Work instruction -> Please give again, exactly and in full, each line from the one holding "box: [527, 93, 626, 193]" to the end of the listing.

Data provided ->
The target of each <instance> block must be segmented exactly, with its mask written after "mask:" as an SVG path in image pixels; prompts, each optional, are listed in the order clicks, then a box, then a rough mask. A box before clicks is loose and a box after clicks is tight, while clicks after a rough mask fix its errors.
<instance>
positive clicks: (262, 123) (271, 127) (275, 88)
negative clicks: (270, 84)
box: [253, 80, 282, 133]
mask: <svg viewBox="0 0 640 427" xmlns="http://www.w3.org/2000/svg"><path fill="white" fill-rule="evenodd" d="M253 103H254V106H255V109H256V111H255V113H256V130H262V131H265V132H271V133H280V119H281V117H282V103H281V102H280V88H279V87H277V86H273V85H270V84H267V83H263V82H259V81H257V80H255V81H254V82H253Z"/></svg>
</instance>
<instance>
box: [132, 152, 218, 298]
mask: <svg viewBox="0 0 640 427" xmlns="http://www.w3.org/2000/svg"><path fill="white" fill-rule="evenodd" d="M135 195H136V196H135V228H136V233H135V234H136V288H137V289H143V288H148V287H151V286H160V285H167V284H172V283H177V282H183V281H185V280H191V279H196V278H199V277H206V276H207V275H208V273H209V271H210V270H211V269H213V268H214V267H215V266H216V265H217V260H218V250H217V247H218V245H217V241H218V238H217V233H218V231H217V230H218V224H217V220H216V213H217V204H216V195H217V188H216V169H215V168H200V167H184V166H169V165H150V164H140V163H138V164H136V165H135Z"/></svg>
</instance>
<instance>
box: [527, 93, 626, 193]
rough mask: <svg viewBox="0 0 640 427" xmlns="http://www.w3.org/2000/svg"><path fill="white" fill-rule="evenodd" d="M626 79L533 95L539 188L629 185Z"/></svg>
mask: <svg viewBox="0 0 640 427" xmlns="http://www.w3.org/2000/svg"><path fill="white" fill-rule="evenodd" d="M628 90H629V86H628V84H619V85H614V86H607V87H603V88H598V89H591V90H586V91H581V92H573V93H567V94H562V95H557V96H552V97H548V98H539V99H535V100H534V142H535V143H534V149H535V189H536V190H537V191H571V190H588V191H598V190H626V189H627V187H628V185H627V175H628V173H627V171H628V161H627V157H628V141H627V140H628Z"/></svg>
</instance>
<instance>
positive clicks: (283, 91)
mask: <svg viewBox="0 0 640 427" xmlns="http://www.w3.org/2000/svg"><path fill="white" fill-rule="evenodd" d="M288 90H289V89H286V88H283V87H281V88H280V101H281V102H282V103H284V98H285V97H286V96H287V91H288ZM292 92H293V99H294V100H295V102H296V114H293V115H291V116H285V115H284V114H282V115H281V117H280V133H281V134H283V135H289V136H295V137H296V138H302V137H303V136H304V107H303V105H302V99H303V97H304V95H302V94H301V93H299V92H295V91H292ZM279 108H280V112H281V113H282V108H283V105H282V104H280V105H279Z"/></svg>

Exercise answer ->
box: [527, 93, 626, 193]
rough mask: <svg viewBox="0 0 640 427" xmlns="http://www.w3.org/2000/svg"><path fill="white" fill-rule="evenodd" d="M626 79L533 95L539 188L629 185Z"/></svg>
mask: <svg viewBox="0 0 640 427" xmlns="http://www.w3.org/2000/svg"><path fill="white" fill-rule="evenodd" d="M628 90H629V86H628V84H619V85H614V86H607V87H603V88H598V89H591V90H586V91H581V92H573V93H567V94H562V95H557V96H552V97H548V98H539V99H535V100H534V142H535V143H534V149H535V189H536V190H537V191H571V190H588V191H598V190H626V189H627V187H628V185H627V175H628V173H627V171H628V161H627V157H628V141H627V140H628Z"/></svg>
</instance>
<instance>
positive clicks: (283, 91)
mask: <svg viewBox="0 0 640 427" xmlns="http://www.w3.org/2000/svg"><path fill="white" fill-rule="evenodd" d="M288 90H289V89H286V88H283V87H281V88H280V101H281V102H282V103H284V98H285V97H286V96H287V91H288ZM292 92H293V99H294V100H295V102H296V114H293V115H291V116H285V115H284V114H282V115H281V117H280V133H281V134H283V135H289V136H295V137H296V138H302V137H303V136H304V107H303V105H302V99H303V97H304V95H302V94H301V93H299V92H295V91H292ZM279 108H280V112H281V113H282V108H283V105H282V104H280V105H279Z"/></svg>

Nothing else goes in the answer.